_TEXT UNDER STUDY_
.....
In contrast to human grading, a computer-based evaluation is not bound to a specific scale but simply counts predefined affected areas. Our algorithm showed proper correlation with the Oxford grades (Sr = 0,91; n = 30; p < 0.01). The previously mentioned groups have developed similar algorithms for corneal staining and compared the results to human grading. Rodriguez et al. used an algorithm programmed with OpenCV© (Open Source Computer Vision Library) and focused on the inferior corneal staining as region of interest and used the Ora Calibra Staining Scale®, a logarithmic scale for the number of counted particles [24]. The software-based grading was compared to human grading results. In their study, the agreement between human and software-assisted grading was high (R = 0.89) [24].

Amparo et al. analyzed the complete corneal area similar to us but used the National Eye Institute/Industry (NEI) grading scale and compared the results of human grading with those of an algorithm programmed in ImageJ [25]. They reported a significant correlation between their software-assisted method and human grading (R = 0.72) [25].
.....
(Region pointing data)
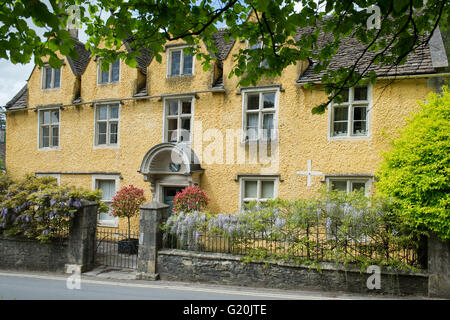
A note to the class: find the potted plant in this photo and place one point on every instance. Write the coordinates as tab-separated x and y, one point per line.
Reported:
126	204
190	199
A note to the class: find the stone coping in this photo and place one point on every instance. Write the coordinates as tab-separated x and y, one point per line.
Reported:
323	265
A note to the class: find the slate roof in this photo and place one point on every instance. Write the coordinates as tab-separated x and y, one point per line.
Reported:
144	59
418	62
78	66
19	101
.....
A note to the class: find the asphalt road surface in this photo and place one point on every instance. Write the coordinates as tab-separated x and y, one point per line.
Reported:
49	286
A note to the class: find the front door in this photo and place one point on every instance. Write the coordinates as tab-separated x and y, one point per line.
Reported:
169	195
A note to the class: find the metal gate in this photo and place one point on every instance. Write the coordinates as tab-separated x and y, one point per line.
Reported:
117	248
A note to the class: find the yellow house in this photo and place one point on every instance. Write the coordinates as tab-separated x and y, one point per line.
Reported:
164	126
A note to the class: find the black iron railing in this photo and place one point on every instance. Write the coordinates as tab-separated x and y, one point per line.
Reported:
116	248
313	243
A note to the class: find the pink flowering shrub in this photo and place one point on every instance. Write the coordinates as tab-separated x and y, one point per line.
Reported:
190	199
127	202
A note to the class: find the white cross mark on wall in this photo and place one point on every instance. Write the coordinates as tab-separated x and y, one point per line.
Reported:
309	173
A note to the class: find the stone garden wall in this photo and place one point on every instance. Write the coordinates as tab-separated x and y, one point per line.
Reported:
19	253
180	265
.....
_SET OF TASKS_
a – Answer these questions from the corneal staining text:
(i) Which library was used to program the algorithm of Rodriguez et al.?
(ii) Which grading scale did Amparo et al. use?
(iii) In which program was the algorithm of Amparo et al. written?
b – Pick up the corneal staining text after its final sentence and continue it.

_PER-TASK ANSWERS_
a –
(i) OpenCV© (Open Source Computer Vision Library)
(ii) The National Eye Institute/Industry (NEI) grading scale
(iii) ImageJ

b –
Chun et al. compared the grading of two independent clinicians using the Oxford scheme and the National Eye Institute/Industry (NEI)-recommended guidelines to a software-assisted method programmed in Microsoft Visual C +  + and Open CV©. They achieved high correlation between the software-based grading and both human grading scores (Oxford scheme: R = 0.85; NEI: R = 0.903) [27].

While the above-mentioned groups have achieved similar results to our cohort, the main difference and novelty in our study are the large number of human graders with different levels of experience using the grade-regrade method that allows the best possible comparison between them. Overall, as shown in our work and the other studies mentioned above, software-based grading achieves sufficient results with precision at least as accurate in comparison to human grading. Comparison between the different groups in case of precision of the algorithm is difficult because there is difference in the selected region of interest and the chosen grading score. Although software-assisted grading might be challenged, e.g., by confluent staining, by refining the techniques and algorithms, and, e.g., by application of deep learning, we think it will still be superior to a pictogram-based grading system in the future. Besides precision, another advantage of a computer-based evaluation is its consistency. Similar to the results of the grading of corneal staining, software-assisted grading of ocular redness or conjunctival lissamaine green staining has been shown to be superior compared to human evaluation [16, 28,29,30].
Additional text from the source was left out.